● **The problem**: Please write out every line of the listing below word for word, leaving out the pictures.

Rows from a pointing dataset:
=-=-=-=-=

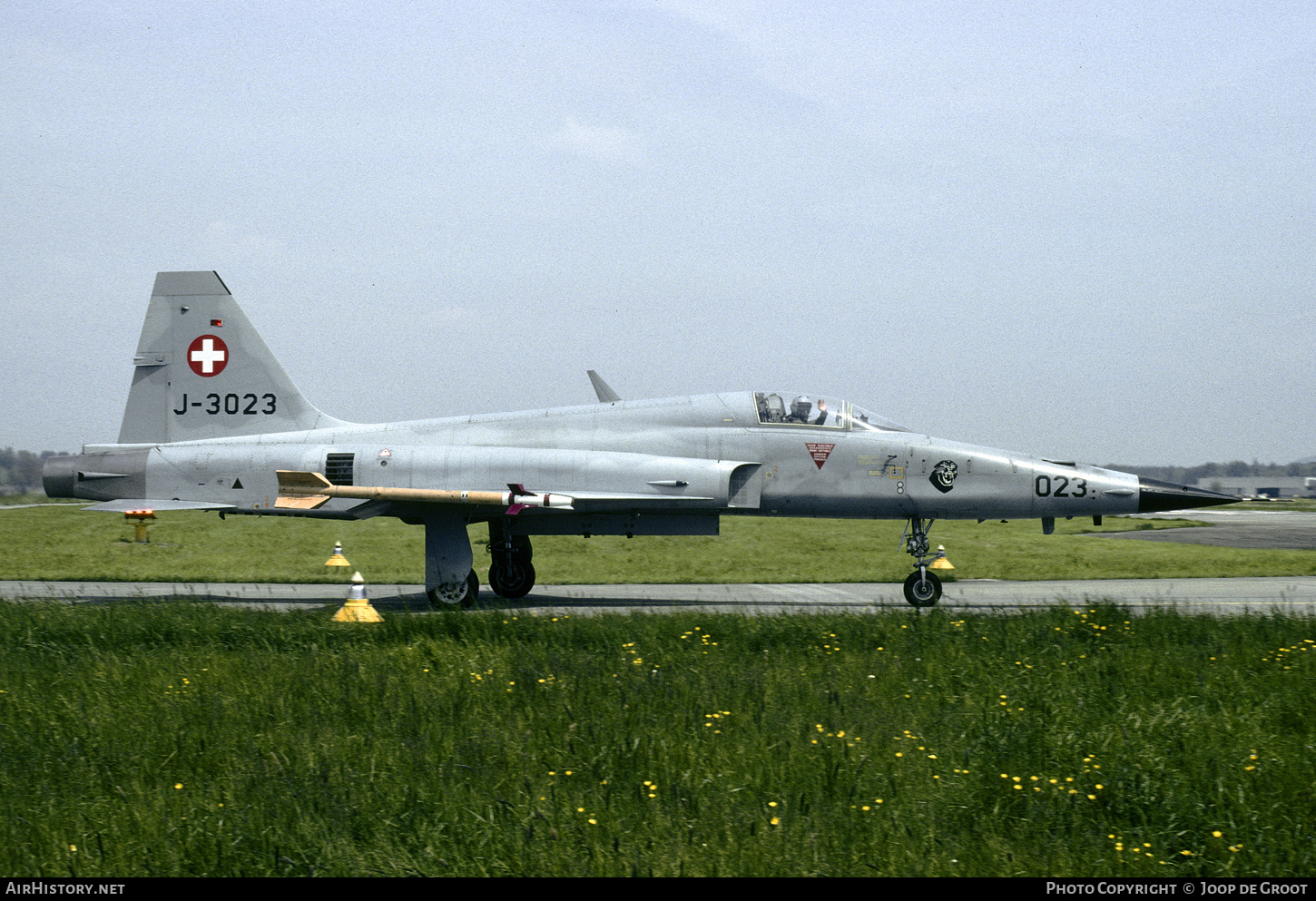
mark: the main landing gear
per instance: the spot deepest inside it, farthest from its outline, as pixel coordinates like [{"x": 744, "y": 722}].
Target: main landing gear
[
  {"x": 454, "y": 593},
  {"x": 923, "y": 588},
  {"x": 511, "y": 571}
]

=-=-=-=-=

● **Response for this exercise**:
mark: the main landing gear
per instance: the spot deepest inside it, farthest from its outline, as pixel coordinates like [{"x": 744, "y": 722}].
Target: main landing gear
[
  {"x": 454, "y": 593},
  {"x": 923, "y": 588},
  {"x": 511, "y": 571}
]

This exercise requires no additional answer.